## Extracted text
——
Chuck Berry is not only a little surreal but also a little schizy; even after he committed himself to rock 'n' roll story songs, relegating the bluesman in him to B sides and album fillers, he found his persona split in two. In three of the four singles that followed "Maybellene," he amplified the black half of his artistic personality, the brown-eyed handsome man who always came up short in his quest for the small-time hedonism American promises everyone. By implication, Brown Eyes' sharp sense of life's nettlesome and even oppressive details provided a kind of salvation by humor, especially in "Too Much Monkey Business," a catalog of hassles that included work, school and the army. But the white teenagers who were the only audience with the cultural experience to respond to Berry's art weren't buying this kind of salvation, not en masse. They wanted something more optimistic and more specific to themselves; of the four singles that followed "Maybellene," only "Roll Over Beethoven," which introduced Berry's other half, the rock 'n' roller, achieved any real success. Chuck got the message. His next release, "School Day," was another complaint song, but this time the complaints were explicitly adolescent and were relieved by the direct action of the rock 'n' roller. In fact, the song has been construed as a prophecy of the Free Speech Movement: "Close your books, get out of your seat/Down the halls and into the street."
——
Location identification items:
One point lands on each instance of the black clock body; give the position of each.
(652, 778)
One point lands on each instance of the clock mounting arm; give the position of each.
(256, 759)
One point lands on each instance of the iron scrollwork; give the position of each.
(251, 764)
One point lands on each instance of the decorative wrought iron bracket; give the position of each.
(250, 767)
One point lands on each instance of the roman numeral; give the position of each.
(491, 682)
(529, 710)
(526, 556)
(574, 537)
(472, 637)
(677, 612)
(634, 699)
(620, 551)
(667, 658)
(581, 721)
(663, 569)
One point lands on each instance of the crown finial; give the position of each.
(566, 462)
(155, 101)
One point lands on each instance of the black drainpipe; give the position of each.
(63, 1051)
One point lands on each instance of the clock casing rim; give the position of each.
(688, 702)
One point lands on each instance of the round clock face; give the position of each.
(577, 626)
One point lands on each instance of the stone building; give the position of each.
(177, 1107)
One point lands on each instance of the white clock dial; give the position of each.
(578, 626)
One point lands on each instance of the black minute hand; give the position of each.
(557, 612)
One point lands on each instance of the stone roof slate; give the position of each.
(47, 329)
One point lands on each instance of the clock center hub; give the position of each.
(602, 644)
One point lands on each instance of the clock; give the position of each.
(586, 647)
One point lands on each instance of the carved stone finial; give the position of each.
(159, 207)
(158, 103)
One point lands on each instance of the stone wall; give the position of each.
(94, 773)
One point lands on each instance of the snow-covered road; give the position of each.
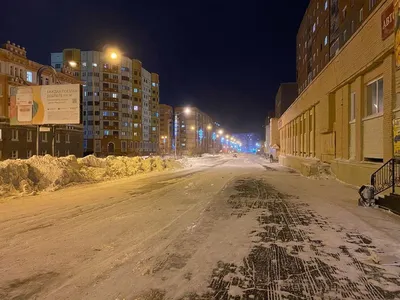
(223, 228)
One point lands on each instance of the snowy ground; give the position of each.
(222, 228)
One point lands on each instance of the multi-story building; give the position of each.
(117, 95)
(155, 112)
(348, 115)
(166, 128)
(285, 96)
(20, 141)
(325, 29)
(194, 131)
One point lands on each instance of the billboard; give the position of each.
(45, 105)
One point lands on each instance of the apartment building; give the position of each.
(166, 128)
(346, 115)
(194, 131)
(326, 27)
(19, 142)
(285, 96)
(117, 94)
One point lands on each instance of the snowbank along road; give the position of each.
(223, 228)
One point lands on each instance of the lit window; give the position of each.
(29, 76)
(374, 97)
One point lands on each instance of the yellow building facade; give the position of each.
(345, 116)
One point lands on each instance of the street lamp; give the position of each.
(186, 112)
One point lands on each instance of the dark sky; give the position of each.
(225, 57)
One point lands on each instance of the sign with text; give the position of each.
(45, 104)
(388, 22)
(396, 137)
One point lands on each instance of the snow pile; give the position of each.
(47, 173)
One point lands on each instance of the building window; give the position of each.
(353, 107)
(14, 135)
(372, 4)
(14, 154)
(29, 76)
(374, 97)
(29, 136)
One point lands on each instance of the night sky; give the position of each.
(225, 57)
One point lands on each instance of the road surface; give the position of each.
(225, 228)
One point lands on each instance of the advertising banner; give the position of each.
(45, 105)
(396, 137)
(397, 32)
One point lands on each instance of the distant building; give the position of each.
(251, 142)
(20, 141)
(166, 128)
(285, 96)
(194, 131)
(120, 101)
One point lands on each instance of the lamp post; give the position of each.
(186, 111)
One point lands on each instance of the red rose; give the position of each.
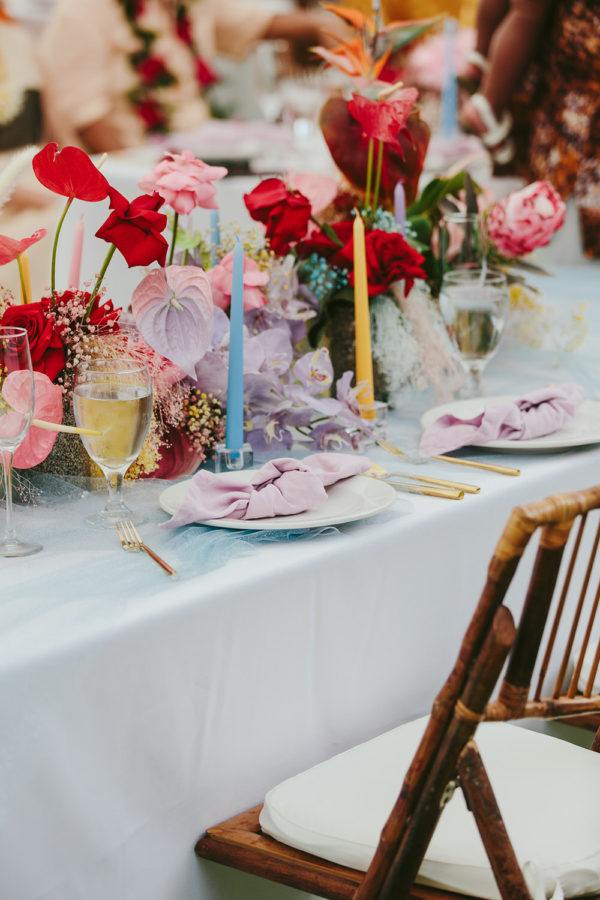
(184, 27)
(285, 213)
(101, 315)
(69, 172)
(390, 258)
(152, 69)
(45, 344)
(205, 75)
(135, 229)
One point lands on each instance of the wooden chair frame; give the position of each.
(447, 755)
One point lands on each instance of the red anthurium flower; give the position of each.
(383, 120)
(135, 228)
(285, 213)
(10, 248)
(69, 172)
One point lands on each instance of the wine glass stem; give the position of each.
(476, 376)
(114, 481)
(9, 531)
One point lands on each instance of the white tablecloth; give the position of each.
(132, 719)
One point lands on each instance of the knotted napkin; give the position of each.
(282, 487)
(533, 415)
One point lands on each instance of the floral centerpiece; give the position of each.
(177, 325)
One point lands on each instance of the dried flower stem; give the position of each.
(99, 280)
(55, 246)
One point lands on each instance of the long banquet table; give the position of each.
(136, 711)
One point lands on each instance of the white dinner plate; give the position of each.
(350, 500)
(583, 429)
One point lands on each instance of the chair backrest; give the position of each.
(569, 537)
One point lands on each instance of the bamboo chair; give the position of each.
(448, 754)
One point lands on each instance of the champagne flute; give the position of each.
(474, 304)
(113, 397)
(17, 402)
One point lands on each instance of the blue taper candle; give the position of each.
(400, 205)
(215, 235)
(234, 432)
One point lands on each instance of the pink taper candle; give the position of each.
(400, 205)
(75, 270)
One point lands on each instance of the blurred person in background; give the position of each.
(118, 70)
(536, 106)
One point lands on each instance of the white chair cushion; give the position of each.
(548, 792)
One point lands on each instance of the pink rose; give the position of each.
(526, 219)
(254, 280)
(184, 182)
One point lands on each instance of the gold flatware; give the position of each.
(379, 471)
(488, 467)
(65, 429)
(131, 540)
(441, 493)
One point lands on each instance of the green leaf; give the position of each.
(436, 191)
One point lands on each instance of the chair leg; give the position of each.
(481, 801)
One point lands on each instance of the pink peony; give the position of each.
(184, 182)
(38, 442)
(526, 219)
(254, 280)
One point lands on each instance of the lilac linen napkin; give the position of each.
(282, 487)
(533, 415)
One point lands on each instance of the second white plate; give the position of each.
(583, 429)
(350, 500)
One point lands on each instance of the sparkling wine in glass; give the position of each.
(113, 398)
(17, 403)
(474, 304)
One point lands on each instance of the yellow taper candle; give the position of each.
(362, 322)
(26, 278)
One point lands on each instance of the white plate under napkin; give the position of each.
(350, 500)
(583, 429)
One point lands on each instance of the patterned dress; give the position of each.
(564, 146)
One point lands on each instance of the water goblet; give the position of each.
(113, 398)
(474, 305)
(17, 403)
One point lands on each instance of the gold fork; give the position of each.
(130, 540)
(488, 467)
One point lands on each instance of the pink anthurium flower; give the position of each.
(173, 310)
(10, 248)
(38, 442)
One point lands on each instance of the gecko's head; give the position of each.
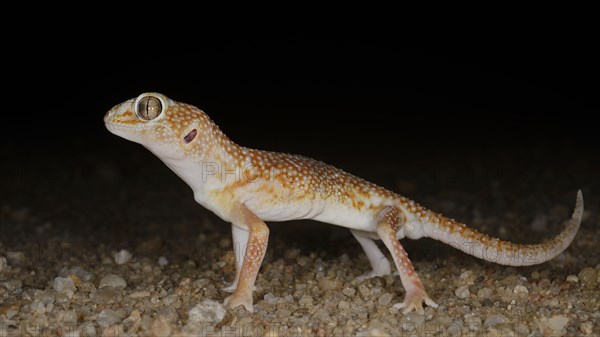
——
## The request
Continue the passage on Chuck Berry with the sentences that come after its final line.

## Result of the exercise
It has become a cliché to attribute the rise of rock and roll to a new parallelism between white teenagers and black Americans; a common "alienation" and even "suffering" are often cited. As with most clichés, this one has its basis in fact—teenagers in the Fifties certainly showed an unprecedented consciousness of themselves as a circumscribed group, though how much that had to do with marketing refinements and how much with the Bomb remains unresolved. In any case, Chuck Berry's history points up the limits of this notion. For Berry was closer to white teenagers both economically (that reform school stint suggests a JD exploit, albeit combined with a racist judicial system) and in spirit (he shares his penchant for youthfulness with Satchel Paige but not Henry Aaron, with Leslie Fiedler but not Norman Podhoretz) than the average black man. And even at that, he had to make a conscious (not to say calculated) leap of the imagination to reach them, and sometimes fell short.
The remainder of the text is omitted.